(Items from a data source)
━━━━━━
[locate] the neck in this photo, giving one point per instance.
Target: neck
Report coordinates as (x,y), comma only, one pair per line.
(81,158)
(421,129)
━━━━━━
Reproduce the data above, substituting "positions" for every occurrence of "coordinates" and keeping all other text unchanged.

[locate] the neck in this photo, giving one point per instance.
Target: neck
Report positions as (x,y), comma only, one pair per line.
(81,158)
(421,129)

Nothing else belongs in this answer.